■ OPDRACHT A: Druk uit de tekst over de schouw op het Marineterrein letterlijk het stuk af tussen "De beheerders van" en "wel gewoon door.", beide inbegrepen.
■ OPDRACHT B: Waarom begon de wandeling in de tekst over de schouw op het Marineterrein bewust in de schemering?

■ OEFENTEKST:
▼▼▼

In november werd door de nieuwe beheerders van het Marineterrein een schouw georganiseerd op het terrein. De opkomst was groot. Vertegenwoordigers van verschillende organisaties, actieve buurtbewoners, huurders, partners en andere betrokkenen liepen samen rond om te spreken over te nemen stappen richting de toekomst. Ook ZUS – een multidisciplinaire designstudio voor architectuur, stedenbouw en landschap – wandelde mee. De schouw leverde zinvolle discussies op en nieuwe ideeën, maar ook veel waardering voor wat er bereikt is. Wat er is wordt meegenomen als belangrijke basis voor de verdere ontwikkeling.
Beeld: BO1018
Vanaf de Commandantswoning liep men het terrein op. De wandeling begon expres in de schemering, om in kaart te kunnen brengen welke plekken als minder veilig worden ervaren.
Er werd gesproken over mogelijkheden de kade aan de westzijde anders in te richten om de plek toegankelijker te maken voor wandelaars. Dit deel van het Marineterrein wordt beschouwd als een van de mooiste zones aan het water. Even verderop, tussen de bakker (Kometenbrood) en de noordwestelijke punt (Scheepskameel) was de gedachte om de inrichting te verduidelijken. Zo zou de kade bijvoorbeeld verlengd kunnen worden, waarmee de wandelroute zou kunnen doorlopen. Ook werd gepleit voor het verbeteren van de verlichting op de donkere stukken van het terrein. Vanuit omwonenden werd gepleit voor meer zelf-tuinierplekken en meer plekken om te kunnen zitten.
De beheerders van het Marineterrein waren blij met deze uitwisseling van ideeën. Zij benadrukken dat de schouw laat zien hoeveel betrokkenheid er is en hoe waardevol het is om samen over het terrein te lopen om te inventariseren wat er beter kan.
Bewoners kijken met enige spanning hoe het verder zal gaan. De grote vraag is of de ideeën voor meer groen en natuurontwikkeling houdbaar zijn nu er vanuit Defensie geluiden te horen zijn over meer eigen gebruik van het terrein. Ondertussen gaan de onderhandelingen over verkoop van een groot deel van het terrein aan de gemeente wel gewoon door.

▲▲▲

■ Opgeslagen datasetitems:
▼▼▼

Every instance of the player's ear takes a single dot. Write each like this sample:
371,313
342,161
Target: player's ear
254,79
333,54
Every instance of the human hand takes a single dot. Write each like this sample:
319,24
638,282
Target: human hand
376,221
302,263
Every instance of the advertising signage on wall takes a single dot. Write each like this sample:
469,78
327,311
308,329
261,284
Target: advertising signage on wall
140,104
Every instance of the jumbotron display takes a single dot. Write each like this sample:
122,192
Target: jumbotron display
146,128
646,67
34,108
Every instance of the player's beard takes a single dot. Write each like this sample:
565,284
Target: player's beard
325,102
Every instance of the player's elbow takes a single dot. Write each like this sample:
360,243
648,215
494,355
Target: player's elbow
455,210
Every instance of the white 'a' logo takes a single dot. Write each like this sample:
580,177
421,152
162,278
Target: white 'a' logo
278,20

▲▲▲
▼▼▼

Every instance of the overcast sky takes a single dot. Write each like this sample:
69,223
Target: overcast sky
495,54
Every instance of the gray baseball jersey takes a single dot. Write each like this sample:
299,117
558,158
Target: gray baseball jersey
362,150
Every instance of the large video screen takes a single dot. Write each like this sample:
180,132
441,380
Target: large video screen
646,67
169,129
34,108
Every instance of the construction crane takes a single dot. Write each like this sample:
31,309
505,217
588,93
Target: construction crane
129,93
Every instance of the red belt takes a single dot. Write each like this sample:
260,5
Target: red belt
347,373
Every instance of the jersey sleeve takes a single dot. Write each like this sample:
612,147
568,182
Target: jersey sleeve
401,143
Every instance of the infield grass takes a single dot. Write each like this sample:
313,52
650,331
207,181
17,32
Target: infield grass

▲▲▲

■ VERWACHT ANTWOORD A:
De beheerders van het Marineterrein waren blij met deze uitwisseling van ideeën. Zij benadrukken dat de schouw laat zien hoeveel betrokkenheid er is en hoe waardevol het is om samen over het terrein te lopen om te inventariseren wat er beter kan.
Bewoners kijken met enige spanning hoe het verder zal gaan. De grote vraag is of de ideeën voor meer groen en natuurontwikkeling houdbaar zijn nu er vanuit Defensie geluiden te horen zijn over meer eigen gebruik van het terrein. Ondertussen gaan de onderhandelingen over verkoop van een groot deel van het terrein aan de gemeente wel gewoon door.

■ VERWACHT ANTWOORD B: Om in kaart te kunnen brengen welke plekken als minder veilig worden ervaren.